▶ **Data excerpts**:
________________
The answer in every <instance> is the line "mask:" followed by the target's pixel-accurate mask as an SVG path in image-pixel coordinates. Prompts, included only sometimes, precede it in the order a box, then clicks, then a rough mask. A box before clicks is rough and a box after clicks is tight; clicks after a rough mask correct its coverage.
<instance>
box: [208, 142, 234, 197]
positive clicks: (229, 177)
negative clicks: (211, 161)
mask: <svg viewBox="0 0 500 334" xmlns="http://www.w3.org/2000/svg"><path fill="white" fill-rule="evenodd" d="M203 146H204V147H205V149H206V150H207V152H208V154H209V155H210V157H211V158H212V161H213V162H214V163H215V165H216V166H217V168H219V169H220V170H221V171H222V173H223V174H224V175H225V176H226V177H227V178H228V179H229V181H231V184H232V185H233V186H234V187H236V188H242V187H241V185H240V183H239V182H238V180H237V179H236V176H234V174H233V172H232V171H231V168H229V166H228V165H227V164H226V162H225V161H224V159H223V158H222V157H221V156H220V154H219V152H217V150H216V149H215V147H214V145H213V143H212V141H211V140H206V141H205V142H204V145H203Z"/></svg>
________________
▶ **Aim of the exercise**: Reproduce the full set of entries above exactly, without dropping a line.

▶ **Task answer**:
The answer in every <instance> is the line "mask:" followed by the target's pixel-accurate mask as an SVG path in image-pixel coordinates. Prompts, included only sometimes, precede it in the order a box, then clicks, then a rough mask. A box before clicks is rough and a box after clicks is tight; clicks after a rough mask correct its coverage.
<instance>
box: [208, 142, 234, 197]
positive clicks: (229, 177)
negative clicks: (211, 161)
mask: <svg viewBox="0 0 500 334" xmlns="http://www.w3.org/2000/svg"><path fill="white" fill-rule="evenodd" d="M203 146H204V147H205V149H206V150H207V152H208V154H209V155H210V157H211V158H212V161H213V162H214V163H215V165H216V166H217V168H219V169H220V170H221V171H222V173H223V174H224V175H225V176H226V177H227V178H228V179H229V181H231V184H232V185H233V186H234V187H236V188H242V187H241V185H240V183H239V182H238V180H237V179H236V176H234V174H233V172H232V171H231V168H229V166H228V165H227V164H226V162H225V161H224V159H223V158H222V157H221V156H220V154H219V152H217V150H216V149H215V147H214V145H213V143H212V141H211V140H206V141H205V142H204V145H203Z"/></svg>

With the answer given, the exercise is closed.